## Teks Kutipan:
__________

Tak kuasa aku merangkai kata demi kata.
Tak mampu aku membendung rasa.
Jiwa dan emosiku meledak.
Hingga tetesan air mata mengucur deras tak terbendung.
Teringat wajah sepuh yang kurindu. Tak terlupakan lipatan kerut dahinya. Terlihat jelas wajah tak terawat yang membalut wajah penuh aura surga. Melawan terik perkasanya Sang Surya. Takkan mungkin. Tak kan pernah. Sekedar bersolek di depan kaca? Tidak.
“Kanggo opo. Cukup air wudhu”.
Bibir kering pucat tak bergincu. Sebagian kulit ari tipis di bibirnya terkelupas. Karena lantunan doa yang tak pernah henti. Pagi. Siang. Malam. Melawan dingin dan rasa malas tak terkira. Tapi tetap menjaga asa pada Sang Khaliq. Untuk buah hatinya tercinta.
Namun senyum paginya, sulit dilupakan. Terasa membelai lembut hatiku dan mendekap seluruh tubuhku. Pagi yang dingin terasa hangat. Siang yang terik terasa berawan. Malam yang gelap dan dingin terasa terang dan sejuk. Ya. Senyum tulus ibu. Yang tak kan pernah sanggup aku menirunya. Sekalipun ada asa tuk menunaikannya.
“Gusti. Jadikan hambamu yang fakir ini. Pandai membalas senyum tulusnya”.
Tangan dekil gelap keriput. Tak membuat malu. Namun, justru membuat bangga dirinya. Inilah bukti alam memberi nilai lebih. Tangan cekatan yang melampaui omong kosong. Mlompong. Seolah kerja keras penuh tirakat lebih penting dari sekedar pidato.
Filosofi hidup yang menyiratkan hikmah dan karakter manusia utama yang pekerja keras, semangat dan berenergi, tak pernah berkeluh kesah. Yang melahirkan cinta Alloh Ta’ala kepadanya.
“Urip iku yo sawang sinawang. Sing sabar lan sareh”.
Ibu benar. Orang hanya akan melihat apa yang ada dan terjadi saat ini. Namun, penderitaan dalam proses pendakian sering tak terlihat. Cenderung tak ternilai. Karena itu, kesabaran dan keikhlasan menjalankan hidup dengan cara kita yang utama. Asalkan konsisten dan ajeg.
“Duh Gusti. Turunkan kekuatan cintanya, hingga aku pandai mencintainya”.
Cekung matanya menyiratkan kuatnya daya literasi. Kemampuannya membaca tanda alam sekalipun tak lulus sekolah, dan tak mampu baca tulis.
Sorot matanya tajam bagai elang rajawali. Hingga butiran beras yang di-tapih-nya jatuh pun, beliau tahu. Visi masa depan seorang ibu melebihi kemampuan seorang petinggi negeri.

__________

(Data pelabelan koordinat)
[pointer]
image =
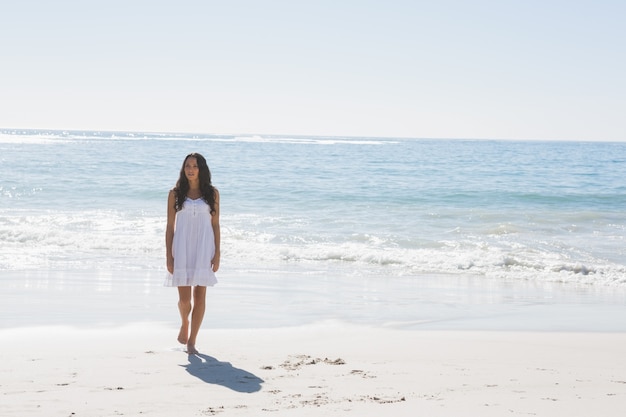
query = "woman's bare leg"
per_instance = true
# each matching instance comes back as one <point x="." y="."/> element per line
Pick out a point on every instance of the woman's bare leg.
<point x="184" y="306"/>
<point x="197" y="314"/>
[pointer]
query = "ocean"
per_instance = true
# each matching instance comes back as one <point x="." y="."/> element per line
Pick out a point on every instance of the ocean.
<point x="369" y="210"/>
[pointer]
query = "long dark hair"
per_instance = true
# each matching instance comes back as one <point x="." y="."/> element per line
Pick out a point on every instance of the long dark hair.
<point x="204" y="175"/>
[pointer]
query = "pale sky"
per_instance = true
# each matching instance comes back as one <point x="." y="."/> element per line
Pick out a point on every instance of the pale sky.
<point x="502" y="69"/>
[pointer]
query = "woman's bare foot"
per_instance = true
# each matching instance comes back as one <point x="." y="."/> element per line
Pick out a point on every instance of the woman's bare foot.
<point x="183" y="335"/>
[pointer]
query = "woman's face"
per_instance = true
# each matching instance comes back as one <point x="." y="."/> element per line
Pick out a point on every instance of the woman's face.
<point x="191" y="169"/>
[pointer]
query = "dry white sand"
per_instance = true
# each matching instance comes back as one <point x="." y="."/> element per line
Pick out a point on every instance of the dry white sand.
<point x="326" y="369"/>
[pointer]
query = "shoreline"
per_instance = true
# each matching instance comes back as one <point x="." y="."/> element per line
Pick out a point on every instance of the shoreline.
<point x="258" y="299"/>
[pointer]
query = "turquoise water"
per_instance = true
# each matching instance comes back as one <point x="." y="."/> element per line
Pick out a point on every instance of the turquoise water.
<point x="362" y="207"/>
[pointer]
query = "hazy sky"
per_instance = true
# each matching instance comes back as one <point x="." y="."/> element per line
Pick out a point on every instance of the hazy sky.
<point x="427" y="69"/>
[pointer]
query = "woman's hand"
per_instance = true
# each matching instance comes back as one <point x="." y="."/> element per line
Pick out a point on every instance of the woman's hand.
<point x="170" y="265"/>
<point x="215" y="262"/>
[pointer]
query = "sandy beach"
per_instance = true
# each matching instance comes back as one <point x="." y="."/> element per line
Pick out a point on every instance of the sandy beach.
<point x="324" y="369"/>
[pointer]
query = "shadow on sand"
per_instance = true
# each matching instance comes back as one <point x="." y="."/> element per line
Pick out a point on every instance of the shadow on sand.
<point x="212" y="371"/>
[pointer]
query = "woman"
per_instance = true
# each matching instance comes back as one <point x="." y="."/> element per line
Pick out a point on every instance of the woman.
<point x="192" y="242"/>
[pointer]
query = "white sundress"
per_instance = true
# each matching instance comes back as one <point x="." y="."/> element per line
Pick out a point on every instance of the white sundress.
<point x="193" y="246"/>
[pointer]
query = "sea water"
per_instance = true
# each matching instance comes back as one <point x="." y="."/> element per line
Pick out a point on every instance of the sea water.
<point x="317" y="208"/>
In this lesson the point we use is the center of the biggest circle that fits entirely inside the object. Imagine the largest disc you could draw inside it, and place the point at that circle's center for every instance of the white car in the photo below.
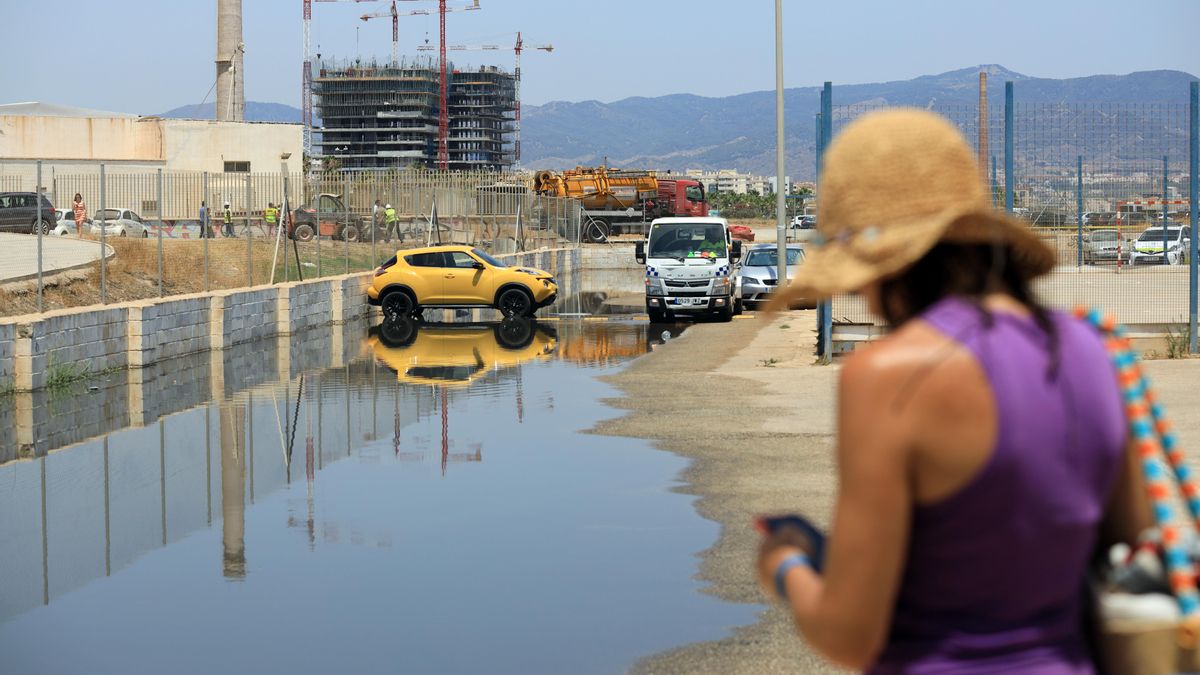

__________

## Soal Tertulis 1:
Jawab pertanyaan berikut berdasarkan teks tentang ibu di atas.
(a) Menurut ucapan ibu, apa yang cukup baginya sebagai ganti bersolek di depan kaca?
(b) Apa penyebab sebagian kulit ari tipis di bibir ibu terkelupas?
(c) Sorot mata ibu diibaratkan seperti apa?
## Soal Tertulis 2:
Teruskan teks tentang ibu di atas mulai dari bagian akhirnya.

## Jawaban Tugas 1:
(a) Cukup air wudhu.
(b) Lantunan doa yang tak pernah henti.
(c) Tajam bagai elang rajawali.

## Jawaban Tugas 2:
“Gusti yang Maha Kaya. Pemilik alam semesta. Ampunilah hambamu ini yang terlalu sering membuang percuma. Membuang ruang dan waktu sekedar mencium tangan, mendekap erat, mencium pipi dan sekedar membersihkan dan memotong kuku di kaki dan tangan ibu. Pada semuanya dicukupkan. Jadikanlah hamba, termasuk golongan orang-orang yang pandai bersyukur. Sebagaimana ibu mengajariku”.
Melemahnya cengkeraman tangannya tak menyiratkan lelah yang terus menggelayuti dirinya. Pagi jadi siang. Siang jadi malam. Malam kembali mewujud pagi. Semua tak pernah dijalani dengan penuh kebersahajaan.
Sore hingga malam menjadi saat yang tepat. Justru hanya sedikit waktu yang tersisa. Padahal sekedar merebahkan dinding punggung dengan tikar pandan usang. Yang menutupi dipan kayu tua. Mestinya bisa. Kenapa tidak ibu lakukan?
“Mak. Kan ada kasur kapuk yang bisa dipakai? Agar mamak nyenyak istirahatnya”.
Takkan pernah dijawab. Pertanyaan yang sudah sering terlontar ini hanya dijawab senyum. Senyum syarat dengan sejuta makna.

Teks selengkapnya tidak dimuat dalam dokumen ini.